Data listing ->
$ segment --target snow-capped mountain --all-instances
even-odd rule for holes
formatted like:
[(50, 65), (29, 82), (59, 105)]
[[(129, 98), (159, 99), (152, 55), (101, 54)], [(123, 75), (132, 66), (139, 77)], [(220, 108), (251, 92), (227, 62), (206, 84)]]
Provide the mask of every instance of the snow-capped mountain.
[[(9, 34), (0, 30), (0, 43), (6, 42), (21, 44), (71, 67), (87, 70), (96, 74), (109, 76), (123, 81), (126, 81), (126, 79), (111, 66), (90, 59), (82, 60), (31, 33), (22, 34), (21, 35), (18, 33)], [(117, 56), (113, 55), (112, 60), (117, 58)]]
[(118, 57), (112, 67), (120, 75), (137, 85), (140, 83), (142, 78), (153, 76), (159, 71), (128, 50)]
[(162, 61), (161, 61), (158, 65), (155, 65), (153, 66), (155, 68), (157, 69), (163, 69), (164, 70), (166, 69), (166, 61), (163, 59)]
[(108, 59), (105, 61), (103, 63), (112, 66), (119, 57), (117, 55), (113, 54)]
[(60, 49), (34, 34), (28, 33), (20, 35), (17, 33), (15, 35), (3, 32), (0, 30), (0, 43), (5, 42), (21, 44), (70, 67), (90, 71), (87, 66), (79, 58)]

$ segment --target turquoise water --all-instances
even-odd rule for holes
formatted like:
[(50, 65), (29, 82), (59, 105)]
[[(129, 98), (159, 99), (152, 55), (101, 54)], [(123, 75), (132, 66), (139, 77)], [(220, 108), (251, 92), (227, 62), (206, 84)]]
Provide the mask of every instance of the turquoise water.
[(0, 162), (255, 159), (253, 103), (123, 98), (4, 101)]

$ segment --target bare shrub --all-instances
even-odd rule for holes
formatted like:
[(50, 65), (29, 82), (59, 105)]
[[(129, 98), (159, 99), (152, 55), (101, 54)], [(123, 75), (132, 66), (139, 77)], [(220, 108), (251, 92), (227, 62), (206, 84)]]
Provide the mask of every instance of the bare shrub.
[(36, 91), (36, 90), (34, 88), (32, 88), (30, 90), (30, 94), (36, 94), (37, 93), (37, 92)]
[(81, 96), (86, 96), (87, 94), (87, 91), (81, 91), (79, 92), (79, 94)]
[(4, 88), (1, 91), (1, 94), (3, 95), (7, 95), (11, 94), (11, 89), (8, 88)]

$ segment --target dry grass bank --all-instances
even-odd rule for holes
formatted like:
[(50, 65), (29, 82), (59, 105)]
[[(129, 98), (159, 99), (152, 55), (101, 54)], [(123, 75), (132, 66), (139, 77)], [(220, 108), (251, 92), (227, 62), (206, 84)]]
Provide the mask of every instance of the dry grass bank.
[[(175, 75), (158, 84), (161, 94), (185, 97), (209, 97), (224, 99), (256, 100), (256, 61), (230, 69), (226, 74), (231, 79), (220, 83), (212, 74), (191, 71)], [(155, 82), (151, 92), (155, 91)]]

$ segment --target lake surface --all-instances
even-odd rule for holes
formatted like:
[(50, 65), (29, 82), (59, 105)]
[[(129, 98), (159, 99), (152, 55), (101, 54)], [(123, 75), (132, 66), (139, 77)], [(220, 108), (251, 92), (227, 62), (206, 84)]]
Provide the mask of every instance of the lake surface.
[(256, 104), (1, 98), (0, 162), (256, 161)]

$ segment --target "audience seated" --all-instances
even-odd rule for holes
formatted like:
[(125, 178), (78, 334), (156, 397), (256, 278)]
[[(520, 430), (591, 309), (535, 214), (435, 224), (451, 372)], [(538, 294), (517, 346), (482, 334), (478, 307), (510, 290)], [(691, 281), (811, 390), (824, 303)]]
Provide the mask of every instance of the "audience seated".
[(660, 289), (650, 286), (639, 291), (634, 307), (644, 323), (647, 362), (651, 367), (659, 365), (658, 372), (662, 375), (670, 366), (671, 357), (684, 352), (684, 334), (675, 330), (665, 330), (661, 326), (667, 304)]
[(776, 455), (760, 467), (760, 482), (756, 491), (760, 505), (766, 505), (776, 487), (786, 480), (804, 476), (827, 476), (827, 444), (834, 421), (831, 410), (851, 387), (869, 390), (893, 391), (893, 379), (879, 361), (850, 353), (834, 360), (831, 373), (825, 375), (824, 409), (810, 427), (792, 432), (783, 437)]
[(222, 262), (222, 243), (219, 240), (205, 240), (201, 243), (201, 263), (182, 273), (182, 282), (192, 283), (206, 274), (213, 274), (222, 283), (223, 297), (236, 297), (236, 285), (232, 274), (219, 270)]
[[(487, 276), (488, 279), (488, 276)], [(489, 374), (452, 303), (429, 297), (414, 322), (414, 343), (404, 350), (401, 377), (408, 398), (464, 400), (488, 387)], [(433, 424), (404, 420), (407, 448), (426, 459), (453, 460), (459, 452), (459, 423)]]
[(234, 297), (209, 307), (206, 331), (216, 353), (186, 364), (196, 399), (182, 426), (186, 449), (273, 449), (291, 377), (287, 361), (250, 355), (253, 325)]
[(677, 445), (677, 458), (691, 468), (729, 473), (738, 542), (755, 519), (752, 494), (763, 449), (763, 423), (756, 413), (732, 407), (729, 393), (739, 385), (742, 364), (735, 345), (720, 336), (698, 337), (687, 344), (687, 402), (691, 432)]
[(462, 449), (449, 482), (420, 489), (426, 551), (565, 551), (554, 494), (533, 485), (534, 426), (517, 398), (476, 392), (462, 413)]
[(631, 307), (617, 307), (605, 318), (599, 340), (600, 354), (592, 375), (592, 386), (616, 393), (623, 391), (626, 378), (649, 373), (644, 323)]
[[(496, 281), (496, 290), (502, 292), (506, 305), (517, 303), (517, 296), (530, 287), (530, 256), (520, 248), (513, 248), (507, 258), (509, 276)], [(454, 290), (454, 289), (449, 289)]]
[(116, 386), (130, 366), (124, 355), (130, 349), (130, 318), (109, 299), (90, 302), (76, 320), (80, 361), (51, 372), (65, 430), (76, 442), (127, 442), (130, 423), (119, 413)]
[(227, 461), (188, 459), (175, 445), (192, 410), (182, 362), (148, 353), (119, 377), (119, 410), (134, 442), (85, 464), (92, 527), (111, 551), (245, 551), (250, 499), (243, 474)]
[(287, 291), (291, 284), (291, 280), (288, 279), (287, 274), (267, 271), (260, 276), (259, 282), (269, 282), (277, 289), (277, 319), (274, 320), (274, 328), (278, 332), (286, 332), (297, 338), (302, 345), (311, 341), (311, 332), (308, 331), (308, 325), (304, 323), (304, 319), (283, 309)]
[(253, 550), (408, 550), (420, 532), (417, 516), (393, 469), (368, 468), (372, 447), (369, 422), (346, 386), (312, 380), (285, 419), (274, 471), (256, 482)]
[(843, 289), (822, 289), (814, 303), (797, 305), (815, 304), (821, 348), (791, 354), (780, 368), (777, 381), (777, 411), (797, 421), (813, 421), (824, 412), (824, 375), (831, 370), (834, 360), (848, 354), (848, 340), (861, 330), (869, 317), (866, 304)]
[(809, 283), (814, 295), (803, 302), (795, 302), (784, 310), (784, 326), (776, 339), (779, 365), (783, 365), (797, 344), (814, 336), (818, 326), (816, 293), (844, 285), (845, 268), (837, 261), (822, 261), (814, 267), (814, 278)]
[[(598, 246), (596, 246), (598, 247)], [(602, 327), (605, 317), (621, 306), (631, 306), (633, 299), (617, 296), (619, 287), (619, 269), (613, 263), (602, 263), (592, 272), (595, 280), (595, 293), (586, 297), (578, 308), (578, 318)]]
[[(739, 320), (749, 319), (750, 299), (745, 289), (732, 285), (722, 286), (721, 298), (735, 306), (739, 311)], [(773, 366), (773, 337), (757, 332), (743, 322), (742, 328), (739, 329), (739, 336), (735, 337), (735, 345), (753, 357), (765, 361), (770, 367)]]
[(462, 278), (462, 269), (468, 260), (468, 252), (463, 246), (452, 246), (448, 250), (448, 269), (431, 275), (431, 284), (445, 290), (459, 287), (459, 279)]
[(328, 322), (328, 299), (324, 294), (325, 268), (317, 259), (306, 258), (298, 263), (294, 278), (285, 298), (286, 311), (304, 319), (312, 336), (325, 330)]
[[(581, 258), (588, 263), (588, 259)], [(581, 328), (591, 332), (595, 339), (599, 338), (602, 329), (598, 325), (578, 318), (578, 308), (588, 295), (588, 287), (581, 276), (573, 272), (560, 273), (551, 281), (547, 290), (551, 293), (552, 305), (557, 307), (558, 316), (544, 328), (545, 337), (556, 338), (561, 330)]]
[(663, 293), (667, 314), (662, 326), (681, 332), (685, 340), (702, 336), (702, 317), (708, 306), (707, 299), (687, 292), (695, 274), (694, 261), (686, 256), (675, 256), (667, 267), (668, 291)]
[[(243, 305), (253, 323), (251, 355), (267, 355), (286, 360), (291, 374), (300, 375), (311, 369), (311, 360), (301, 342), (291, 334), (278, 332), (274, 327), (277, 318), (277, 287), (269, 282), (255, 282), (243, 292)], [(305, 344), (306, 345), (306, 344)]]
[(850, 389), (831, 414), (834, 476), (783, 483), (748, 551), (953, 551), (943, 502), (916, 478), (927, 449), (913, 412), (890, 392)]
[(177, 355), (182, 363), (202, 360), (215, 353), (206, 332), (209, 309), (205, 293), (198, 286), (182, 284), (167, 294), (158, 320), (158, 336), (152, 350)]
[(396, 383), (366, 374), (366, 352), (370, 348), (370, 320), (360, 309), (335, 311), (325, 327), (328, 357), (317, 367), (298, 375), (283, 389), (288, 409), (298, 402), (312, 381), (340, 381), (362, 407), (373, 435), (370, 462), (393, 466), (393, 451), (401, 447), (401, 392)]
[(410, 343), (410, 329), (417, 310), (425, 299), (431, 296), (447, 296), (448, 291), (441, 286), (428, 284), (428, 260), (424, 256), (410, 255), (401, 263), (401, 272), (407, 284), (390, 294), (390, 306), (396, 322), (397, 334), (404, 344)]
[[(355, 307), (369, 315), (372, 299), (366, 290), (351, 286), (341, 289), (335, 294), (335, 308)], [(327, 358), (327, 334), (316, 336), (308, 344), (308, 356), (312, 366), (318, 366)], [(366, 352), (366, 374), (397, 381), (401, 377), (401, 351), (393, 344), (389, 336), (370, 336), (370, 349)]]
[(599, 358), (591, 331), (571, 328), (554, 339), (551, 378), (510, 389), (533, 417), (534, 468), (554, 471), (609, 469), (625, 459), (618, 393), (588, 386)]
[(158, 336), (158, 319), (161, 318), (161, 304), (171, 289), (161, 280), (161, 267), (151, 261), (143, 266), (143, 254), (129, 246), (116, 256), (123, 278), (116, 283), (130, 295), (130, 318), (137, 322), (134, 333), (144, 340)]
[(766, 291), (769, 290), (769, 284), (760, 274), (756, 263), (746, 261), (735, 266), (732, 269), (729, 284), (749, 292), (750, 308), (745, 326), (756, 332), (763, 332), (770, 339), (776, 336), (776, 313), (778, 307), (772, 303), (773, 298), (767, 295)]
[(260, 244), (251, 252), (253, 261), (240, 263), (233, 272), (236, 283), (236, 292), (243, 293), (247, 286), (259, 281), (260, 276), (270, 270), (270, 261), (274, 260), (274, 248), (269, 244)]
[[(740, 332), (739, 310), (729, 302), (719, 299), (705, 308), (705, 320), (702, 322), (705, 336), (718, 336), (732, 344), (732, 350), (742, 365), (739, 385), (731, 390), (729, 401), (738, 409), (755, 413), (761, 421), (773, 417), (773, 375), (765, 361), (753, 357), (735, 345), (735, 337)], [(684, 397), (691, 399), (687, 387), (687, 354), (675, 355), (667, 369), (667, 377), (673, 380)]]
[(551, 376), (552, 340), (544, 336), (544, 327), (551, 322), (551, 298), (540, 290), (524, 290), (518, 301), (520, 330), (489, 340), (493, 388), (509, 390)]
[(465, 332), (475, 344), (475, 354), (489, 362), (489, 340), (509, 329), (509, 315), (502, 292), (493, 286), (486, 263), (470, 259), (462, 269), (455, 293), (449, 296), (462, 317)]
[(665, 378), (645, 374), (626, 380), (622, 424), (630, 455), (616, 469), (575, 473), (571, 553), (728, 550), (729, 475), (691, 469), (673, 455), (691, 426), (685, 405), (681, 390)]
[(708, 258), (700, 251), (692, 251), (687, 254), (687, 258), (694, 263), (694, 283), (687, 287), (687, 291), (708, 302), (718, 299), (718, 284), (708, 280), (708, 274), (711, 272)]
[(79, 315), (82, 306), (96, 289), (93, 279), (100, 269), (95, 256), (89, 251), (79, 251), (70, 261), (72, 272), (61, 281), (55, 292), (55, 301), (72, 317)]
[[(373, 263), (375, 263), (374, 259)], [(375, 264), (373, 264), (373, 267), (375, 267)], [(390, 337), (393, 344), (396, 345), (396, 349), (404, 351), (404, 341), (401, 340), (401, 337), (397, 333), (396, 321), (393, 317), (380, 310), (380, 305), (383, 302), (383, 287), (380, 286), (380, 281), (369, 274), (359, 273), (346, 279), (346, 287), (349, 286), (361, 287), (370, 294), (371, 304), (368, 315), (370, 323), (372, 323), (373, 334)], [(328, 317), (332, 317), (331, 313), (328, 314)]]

WORK TO COMPLETE ->
Select every line above that contains the word "mask", matching case exactly.

WRITTEN RESPONSE ->
Provide the mask of every instance of the snow-capped mountain.
Provide the mask of every instance of the turquoise water.
Provide the mask of every instance of the bare shrub.
Provide the mask of every instance of the dry grass bank.
Provide the mask of every instance of the lake surface.
Provide the mask of every instance of the "audience seated".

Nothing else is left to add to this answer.